Report each line of the data below that contains the word "stone".

Entries on locating named things
★ ★ ★ ★

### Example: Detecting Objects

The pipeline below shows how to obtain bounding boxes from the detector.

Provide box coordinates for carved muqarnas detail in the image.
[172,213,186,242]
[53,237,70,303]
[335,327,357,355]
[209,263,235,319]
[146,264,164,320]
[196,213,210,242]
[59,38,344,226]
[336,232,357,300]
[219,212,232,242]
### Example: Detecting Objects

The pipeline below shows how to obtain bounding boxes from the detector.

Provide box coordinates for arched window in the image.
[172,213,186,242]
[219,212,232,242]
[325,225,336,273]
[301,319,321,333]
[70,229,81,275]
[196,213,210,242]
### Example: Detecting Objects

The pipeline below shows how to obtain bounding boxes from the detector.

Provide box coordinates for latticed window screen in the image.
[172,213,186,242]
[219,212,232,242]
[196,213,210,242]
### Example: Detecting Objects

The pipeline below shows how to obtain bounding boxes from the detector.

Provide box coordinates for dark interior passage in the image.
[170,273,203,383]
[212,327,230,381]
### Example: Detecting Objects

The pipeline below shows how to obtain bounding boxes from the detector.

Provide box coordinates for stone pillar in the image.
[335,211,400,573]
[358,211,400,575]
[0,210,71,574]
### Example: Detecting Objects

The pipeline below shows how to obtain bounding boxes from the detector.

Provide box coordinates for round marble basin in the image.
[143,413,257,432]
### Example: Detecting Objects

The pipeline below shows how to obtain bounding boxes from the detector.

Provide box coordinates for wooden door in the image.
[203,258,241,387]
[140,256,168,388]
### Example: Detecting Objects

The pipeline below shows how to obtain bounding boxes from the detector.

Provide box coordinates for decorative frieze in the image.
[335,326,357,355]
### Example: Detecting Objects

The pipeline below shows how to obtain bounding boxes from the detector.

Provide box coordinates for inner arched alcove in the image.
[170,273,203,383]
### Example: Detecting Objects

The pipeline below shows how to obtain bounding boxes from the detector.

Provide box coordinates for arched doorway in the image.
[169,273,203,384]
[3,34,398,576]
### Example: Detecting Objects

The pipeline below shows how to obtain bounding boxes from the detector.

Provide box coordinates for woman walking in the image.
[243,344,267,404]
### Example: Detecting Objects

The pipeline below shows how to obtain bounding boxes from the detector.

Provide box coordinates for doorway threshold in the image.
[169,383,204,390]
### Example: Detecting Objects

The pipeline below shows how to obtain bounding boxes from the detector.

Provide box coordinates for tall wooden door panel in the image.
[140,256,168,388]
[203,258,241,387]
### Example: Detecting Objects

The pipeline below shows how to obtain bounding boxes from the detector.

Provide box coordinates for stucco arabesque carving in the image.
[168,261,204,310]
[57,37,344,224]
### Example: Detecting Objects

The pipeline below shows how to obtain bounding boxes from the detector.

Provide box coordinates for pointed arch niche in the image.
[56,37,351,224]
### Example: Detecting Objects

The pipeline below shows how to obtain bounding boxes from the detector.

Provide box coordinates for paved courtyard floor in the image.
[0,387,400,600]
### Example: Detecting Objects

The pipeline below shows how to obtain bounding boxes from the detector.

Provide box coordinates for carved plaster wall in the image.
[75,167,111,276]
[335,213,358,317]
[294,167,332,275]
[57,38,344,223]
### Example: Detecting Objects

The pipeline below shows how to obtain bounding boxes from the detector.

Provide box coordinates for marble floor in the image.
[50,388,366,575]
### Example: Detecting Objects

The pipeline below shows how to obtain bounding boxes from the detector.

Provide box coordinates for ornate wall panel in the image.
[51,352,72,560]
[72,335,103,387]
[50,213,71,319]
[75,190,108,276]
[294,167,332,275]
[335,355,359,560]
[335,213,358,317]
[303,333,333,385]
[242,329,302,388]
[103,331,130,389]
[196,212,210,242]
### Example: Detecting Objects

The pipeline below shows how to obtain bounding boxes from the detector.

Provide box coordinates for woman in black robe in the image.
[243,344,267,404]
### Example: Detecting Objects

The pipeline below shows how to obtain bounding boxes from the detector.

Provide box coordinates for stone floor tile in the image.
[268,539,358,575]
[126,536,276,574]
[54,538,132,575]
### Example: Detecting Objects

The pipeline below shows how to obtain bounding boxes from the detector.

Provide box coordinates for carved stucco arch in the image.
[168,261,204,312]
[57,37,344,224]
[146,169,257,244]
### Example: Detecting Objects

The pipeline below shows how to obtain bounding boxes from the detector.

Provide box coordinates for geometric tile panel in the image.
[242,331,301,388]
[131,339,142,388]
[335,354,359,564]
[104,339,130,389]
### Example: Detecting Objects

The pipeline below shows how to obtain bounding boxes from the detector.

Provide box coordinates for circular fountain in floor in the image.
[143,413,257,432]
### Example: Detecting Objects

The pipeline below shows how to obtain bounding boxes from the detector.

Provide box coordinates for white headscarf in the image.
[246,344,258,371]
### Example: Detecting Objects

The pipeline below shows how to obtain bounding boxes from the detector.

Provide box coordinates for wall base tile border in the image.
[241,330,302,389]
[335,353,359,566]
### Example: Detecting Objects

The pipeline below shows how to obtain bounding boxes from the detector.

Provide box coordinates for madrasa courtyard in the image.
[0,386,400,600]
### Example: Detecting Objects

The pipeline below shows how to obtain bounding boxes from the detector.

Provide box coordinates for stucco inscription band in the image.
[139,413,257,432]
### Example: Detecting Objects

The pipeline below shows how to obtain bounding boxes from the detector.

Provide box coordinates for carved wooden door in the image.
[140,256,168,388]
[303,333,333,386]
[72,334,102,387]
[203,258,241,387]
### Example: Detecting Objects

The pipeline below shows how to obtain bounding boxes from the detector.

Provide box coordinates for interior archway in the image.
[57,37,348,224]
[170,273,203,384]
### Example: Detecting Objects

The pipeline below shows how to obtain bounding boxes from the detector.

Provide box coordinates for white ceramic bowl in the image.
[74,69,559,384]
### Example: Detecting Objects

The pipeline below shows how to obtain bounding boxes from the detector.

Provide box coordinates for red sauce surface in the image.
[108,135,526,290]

★ ★ ★ ★

- Finished answer
Provide box coordinates for stone pillar in the image.
Provide box coordinates for stone floor tile in the image.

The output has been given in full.